** Dataset excerpts on object pointing **
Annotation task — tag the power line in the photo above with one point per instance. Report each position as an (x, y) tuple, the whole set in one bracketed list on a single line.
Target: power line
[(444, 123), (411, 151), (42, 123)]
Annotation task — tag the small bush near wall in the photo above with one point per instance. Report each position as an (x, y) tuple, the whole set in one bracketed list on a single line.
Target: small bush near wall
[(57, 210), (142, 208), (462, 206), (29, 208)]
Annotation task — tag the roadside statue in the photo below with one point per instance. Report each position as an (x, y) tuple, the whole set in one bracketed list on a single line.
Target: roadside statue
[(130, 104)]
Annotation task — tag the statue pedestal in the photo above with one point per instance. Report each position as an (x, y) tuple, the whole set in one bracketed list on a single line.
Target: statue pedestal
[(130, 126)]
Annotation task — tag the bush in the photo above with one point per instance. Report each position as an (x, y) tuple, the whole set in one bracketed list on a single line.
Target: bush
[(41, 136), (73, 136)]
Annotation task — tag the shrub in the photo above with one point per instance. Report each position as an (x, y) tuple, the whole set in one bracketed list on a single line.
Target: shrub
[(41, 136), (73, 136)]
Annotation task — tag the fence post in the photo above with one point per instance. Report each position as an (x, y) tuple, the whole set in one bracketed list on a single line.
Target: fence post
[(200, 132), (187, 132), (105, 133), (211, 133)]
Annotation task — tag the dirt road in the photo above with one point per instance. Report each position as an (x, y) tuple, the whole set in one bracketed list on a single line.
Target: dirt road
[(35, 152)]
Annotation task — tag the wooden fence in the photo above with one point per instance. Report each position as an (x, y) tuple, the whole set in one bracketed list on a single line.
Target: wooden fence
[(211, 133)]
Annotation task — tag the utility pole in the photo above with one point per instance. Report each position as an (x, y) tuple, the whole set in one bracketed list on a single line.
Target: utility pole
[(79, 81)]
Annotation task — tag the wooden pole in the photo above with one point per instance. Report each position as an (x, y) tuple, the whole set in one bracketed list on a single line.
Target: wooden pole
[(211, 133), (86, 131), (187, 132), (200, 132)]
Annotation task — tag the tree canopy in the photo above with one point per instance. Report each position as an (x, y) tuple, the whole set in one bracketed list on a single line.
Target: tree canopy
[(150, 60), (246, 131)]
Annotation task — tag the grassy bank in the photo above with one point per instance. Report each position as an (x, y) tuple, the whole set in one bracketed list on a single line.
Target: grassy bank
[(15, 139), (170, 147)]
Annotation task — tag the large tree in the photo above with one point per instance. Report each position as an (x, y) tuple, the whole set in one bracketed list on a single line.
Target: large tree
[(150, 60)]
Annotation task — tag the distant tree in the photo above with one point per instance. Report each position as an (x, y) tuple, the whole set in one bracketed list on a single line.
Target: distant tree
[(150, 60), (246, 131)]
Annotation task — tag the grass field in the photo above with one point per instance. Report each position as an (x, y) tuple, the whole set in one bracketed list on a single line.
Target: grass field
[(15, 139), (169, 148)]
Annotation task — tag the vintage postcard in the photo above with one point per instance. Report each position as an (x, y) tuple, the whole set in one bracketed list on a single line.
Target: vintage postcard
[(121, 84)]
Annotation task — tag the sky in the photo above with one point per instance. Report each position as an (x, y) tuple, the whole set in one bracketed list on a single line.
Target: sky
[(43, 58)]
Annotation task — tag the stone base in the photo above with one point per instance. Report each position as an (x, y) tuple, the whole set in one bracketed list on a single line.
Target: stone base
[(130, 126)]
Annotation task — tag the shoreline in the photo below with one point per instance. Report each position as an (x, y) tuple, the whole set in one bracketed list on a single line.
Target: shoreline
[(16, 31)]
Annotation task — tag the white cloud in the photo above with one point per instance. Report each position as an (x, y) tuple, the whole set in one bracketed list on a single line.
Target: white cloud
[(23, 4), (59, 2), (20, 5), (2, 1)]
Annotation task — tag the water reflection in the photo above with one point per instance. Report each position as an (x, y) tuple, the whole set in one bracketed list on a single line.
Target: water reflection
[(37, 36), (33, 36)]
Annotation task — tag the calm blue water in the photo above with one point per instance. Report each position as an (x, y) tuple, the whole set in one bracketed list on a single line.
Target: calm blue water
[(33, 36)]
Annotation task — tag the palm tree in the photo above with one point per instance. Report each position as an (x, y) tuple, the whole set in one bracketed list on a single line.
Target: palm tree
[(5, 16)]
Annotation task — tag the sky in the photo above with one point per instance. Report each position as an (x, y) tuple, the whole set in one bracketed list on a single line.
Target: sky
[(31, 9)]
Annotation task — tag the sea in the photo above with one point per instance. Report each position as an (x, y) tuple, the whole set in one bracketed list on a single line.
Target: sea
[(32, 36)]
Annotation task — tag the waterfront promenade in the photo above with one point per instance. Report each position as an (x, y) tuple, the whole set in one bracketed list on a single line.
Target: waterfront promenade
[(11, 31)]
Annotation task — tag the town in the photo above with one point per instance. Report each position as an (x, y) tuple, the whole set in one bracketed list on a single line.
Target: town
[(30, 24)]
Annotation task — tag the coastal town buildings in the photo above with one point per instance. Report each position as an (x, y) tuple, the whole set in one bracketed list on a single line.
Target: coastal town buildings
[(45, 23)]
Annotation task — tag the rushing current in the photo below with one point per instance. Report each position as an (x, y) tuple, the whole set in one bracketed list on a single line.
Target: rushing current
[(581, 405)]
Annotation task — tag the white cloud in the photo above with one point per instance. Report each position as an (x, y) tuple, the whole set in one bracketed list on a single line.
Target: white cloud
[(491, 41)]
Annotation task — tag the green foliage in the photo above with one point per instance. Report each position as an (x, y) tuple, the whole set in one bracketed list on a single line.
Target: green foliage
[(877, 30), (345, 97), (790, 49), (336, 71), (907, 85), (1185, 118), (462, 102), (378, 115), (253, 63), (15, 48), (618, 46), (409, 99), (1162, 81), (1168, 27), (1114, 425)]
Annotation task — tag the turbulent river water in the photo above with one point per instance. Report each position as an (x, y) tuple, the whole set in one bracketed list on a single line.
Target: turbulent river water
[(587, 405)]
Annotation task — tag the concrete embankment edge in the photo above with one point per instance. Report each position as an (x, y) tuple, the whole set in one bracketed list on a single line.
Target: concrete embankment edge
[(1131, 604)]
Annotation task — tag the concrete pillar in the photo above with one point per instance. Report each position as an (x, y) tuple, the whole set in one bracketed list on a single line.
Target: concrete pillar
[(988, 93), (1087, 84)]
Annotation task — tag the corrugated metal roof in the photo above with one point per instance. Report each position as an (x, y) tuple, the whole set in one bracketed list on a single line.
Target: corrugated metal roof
==
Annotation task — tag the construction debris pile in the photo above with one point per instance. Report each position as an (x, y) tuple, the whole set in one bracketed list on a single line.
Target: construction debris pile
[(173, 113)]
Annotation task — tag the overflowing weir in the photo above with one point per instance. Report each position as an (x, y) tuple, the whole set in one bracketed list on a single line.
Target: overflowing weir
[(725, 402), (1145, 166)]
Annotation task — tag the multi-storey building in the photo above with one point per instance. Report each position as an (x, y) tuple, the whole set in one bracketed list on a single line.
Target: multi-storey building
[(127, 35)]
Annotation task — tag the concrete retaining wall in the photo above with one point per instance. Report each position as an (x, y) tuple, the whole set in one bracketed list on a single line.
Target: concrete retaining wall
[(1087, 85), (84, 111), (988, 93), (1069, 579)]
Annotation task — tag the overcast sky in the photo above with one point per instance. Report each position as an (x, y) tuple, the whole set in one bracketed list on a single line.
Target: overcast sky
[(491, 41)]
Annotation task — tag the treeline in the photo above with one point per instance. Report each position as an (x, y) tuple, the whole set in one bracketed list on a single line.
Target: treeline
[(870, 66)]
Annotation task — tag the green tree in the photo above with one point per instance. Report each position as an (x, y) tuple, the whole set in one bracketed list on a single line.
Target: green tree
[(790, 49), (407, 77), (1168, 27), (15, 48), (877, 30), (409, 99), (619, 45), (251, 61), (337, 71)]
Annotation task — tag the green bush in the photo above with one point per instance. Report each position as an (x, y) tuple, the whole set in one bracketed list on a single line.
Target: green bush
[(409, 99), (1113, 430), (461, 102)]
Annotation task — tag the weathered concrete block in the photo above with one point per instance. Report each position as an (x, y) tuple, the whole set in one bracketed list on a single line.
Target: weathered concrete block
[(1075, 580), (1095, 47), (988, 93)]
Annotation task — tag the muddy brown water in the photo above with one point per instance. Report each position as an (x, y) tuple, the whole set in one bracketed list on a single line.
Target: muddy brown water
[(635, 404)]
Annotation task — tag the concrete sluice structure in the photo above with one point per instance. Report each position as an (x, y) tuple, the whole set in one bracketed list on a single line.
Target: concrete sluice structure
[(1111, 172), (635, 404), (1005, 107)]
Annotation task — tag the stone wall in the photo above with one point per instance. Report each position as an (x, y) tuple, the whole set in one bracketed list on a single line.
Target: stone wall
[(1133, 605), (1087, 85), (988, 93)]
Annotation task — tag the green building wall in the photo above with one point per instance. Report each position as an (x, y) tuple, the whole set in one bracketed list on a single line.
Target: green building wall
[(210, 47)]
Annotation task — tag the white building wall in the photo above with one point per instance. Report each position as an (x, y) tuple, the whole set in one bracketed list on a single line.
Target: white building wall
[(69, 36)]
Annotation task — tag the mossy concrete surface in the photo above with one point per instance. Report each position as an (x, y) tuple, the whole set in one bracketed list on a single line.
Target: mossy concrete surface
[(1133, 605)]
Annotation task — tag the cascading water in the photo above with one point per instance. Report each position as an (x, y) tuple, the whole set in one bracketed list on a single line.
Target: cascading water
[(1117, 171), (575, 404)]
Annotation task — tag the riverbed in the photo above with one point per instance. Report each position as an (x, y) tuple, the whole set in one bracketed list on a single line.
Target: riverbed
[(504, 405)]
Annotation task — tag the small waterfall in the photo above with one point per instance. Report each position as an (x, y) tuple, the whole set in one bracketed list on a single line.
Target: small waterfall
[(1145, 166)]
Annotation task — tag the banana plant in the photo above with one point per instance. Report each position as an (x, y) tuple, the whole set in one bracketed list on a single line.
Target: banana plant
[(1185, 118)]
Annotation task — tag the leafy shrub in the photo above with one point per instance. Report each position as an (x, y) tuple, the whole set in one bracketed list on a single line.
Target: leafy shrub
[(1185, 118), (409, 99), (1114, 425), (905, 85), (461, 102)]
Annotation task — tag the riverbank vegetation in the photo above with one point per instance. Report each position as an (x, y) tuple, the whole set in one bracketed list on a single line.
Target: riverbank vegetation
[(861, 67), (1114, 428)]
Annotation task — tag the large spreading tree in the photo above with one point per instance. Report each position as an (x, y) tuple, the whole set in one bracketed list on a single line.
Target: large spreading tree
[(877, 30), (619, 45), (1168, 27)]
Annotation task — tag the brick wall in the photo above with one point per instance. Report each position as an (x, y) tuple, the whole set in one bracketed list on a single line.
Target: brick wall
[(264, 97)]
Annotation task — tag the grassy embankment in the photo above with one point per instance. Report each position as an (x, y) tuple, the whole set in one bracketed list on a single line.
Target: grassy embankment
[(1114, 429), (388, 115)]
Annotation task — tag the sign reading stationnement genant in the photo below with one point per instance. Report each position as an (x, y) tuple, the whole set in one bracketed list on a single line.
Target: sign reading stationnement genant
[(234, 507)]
==
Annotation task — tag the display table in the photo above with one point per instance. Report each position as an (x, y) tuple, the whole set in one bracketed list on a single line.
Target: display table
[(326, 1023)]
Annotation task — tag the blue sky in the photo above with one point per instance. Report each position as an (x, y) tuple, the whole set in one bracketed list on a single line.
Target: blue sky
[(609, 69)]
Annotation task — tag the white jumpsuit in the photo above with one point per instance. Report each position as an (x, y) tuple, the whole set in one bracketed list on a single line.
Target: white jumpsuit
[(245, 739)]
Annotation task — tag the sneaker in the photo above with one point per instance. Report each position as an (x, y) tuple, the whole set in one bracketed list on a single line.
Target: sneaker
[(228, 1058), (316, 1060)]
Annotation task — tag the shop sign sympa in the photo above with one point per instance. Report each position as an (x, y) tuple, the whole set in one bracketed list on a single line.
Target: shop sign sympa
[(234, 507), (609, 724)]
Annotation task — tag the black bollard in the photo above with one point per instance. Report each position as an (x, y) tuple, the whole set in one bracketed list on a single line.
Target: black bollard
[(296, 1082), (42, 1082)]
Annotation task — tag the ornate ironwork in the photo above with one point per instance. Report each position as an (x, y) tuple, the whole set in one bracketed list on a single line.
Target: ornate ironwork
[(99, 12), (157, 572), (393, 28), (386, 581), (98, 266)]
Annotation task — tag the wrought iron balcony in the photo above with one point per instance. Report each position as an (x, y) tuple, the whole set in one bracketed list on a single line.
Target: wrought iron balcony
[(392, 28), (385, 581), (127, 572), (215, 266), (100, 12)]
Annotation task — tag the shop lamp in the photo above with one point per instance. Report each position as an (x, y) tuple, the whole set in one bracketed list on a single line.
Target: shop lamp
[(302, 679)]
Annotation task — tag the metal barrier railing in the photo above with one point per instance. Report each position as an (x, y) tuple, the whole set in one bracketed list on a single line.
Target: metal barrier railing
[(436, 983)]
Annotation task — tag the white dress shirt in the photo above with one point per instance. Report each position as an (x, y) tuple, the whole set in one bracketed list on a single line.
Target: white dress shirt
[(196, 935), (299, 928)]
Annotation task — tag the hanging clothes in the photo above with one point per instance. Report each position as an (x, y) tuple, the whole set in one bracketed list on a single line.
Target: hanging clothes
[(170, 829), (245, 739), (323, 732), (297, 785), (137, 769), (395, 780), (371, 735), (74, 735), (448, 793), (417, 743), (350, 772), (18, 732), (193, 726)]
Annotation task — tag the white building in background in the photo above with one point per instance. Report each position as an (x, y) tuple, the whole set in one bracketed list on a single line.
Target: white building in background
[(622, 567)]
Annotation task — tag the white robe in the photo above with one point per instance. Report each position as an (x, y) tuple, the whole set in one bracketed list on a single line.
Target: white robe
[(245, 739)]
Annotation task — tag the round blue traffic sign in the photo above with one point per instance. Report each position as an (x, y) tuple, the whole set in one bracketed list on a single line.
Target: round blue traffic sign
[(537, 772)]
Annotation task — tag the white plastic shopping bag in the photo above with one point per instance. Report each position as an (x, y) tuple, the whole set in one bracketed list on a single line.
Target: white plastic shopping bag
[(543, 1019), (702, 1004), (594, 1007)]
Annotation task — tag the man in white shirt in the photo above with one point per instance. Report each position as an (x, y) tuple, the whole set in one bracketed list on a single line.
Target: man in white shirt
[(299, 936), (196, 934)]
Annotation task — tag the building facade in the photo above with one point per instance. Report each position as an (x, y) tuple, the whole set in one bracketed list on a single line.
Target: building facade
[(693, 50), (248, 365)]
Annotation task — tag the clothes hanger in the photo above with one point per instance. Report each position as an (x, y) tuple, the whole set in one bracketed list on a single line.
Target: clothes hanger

** OBJECTIVE **
Convert the lines starting at the one that contains "Annotation task — tag the power" and ending at the one that contains "[(130, 104)]" into a Markdown table with the columns Row and Line, numbering each row and omitting blank lines.

** ANSWER **
| Row | Line |
|---|---|
| 1 | Annotation task — tag the power line in the photo above with one point per instance. Report each position as an (x, y) tuple, the whole set in one bracketed list on a single line. |
| 2 | Target: power line |
| 3 | [(444, 123), (411, 151), (42, 123)] |
| 4 | Annotation task — tag the small bush near wall in the photo above with one point per instance. Report each position as an (x, y) tuple, the whole set in one bracketed list on a single line. |
| 5 | Target: small bush near wall |
| 6 | [(57, 210), (142, 208), (462, 206), (29, 208)] |
| 7 | Annotation task — tag the roadside statue in the photo below with one point per instance. Report each position as an (x, y) tuple, the whole set in one bracketed list on a single line. |
| 8 | Target: roadside statue |
| 9 | [(130, 104)] |